◆ SOURCE EXTRACT ◆
══════

I thought removability was part of the USB device controller, not something stored in the file system, and there was no standard way to "flip the removable bit" that works across brands of flash drive. This answer confirms my suspicion. Or were you recommending that people investigate which USB flash drive brands support end-user control of the removable bit before buying the drive in the first place?
Or use FAT32 instead.
Windows won't format FAT32 bigger than 32 GB, and surpassing the 32 GB limit is SDXC's reason for existence. As I understand it, the only technical difference between SDHC and SDXC is the file system that a device is required to support.
I can think of two uses off the bat for kernel-level NTFS overwrite-existing-file support:
* Use an existing fixed-size pagefile.sys as a Linux swap file on a dual-boot machine. Just be sure the system isn't hibernated before trying this trick. I don't think I want to take the performance hit of doing this in user-space.
* File-blanker. OK, this can be done in userspace, but I can contrive of oddball situations where it might be better to do it in kernel space.
Knowledge is how to play a game, intelligence is how to win, wisdom is knowing what game to play.
* Reasonable file- and path-size limits that won't break common usage scenarios.
* Support for common meta-data that everyone expects to be there, like date-stamps.
* The speed that you would expect from a simple file system (#2 above).
Knowledge is how to play a game, intelligence is how to win, wisdom is knowing what game to play.
Patents on software are bullshit. That's the real reason why Nvidia doesn't have an open driver that patent trolls can look at.
> Who is going to want a USB stick formatted so it won't work on the operating system running on upwards of ninety percent of desktops and laptops?
I, for one, would. Right now, I use HFS+ for everything (internal, external) but if OS X could read/write something that would also work on Linux, I'd be happy to use that. If it wasn't readable on a Windows machine, it wouldn't make a lick of difference to me.
How about when you are not admin? Installing software, especially drivers, are not always appropriate or even possible.

══════

◆ DATA ENTRIES ◆
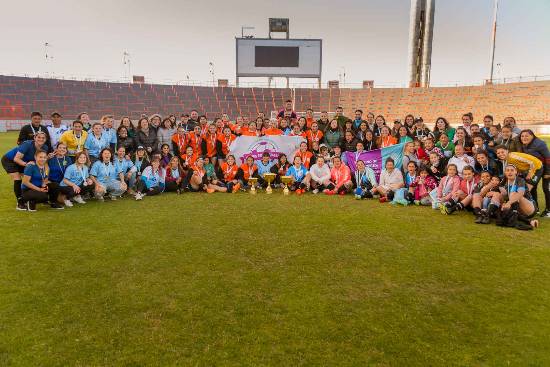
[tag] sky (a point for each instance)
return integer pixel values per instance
(171, 40)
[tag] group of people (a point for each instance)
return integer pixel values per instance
(492, 169)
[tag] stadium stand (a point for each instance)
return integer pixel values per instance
(529, 101)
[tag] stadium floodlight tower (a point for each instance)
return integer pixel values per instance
(278, 57)
(420, 42)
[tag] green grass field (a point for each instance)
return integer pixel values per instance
(248, 280)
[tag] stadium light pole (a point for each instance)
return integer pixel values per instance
(493, 43)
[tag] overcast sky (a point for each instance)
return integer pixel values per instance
(170, 39)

══════

◆ GIVEN REQUEST ◆
Continue the forum discussion about file systems for flash drives from its last comment.

◆ OUTPUT FOR THIS TASK ◆
This reverse-engineered NTFS - even if it has no space in Linux, can it be used in ReactOS, which is not using NTFS due to avoiding violating MS patents there? Actually better - if they can produce a reverse engineered 64-bit equivalent of NTFS, name it something else and make it the native file system of ReactOS?
The Zevo ZFS and ZFS on Linux projects might be of use to someone with your set of requirements. They provide read/write access to ZFS filesystems for OS X and Linux, respectively. (AFAIK, a native Windows implementation of ZFS does not exist.)
That sort of thing worked in the win9x era when everyone had autorun enabled and there was little lockdown of systems. Nowadays it's going to mean your device can't be used with all the locked down desktops found in corporations and educational institutions.
note: i'm known as plugwash most places but i screwd up registering that here somehow in the past and now can't register
FAT is in the kernel (presumably reverse engineered). That is supposedly covered by patents. It should not really be any more dangerous to put ntfs, exfat or zfs in the kernel.
(ZFS is slightly odd, in that there is already code that could easily be dropped in if it were not for licensing. It would need some to reimplement it under a GPL licence, but i guess while there is the faint possibility of the original code being relicensed no one will want to put in the work)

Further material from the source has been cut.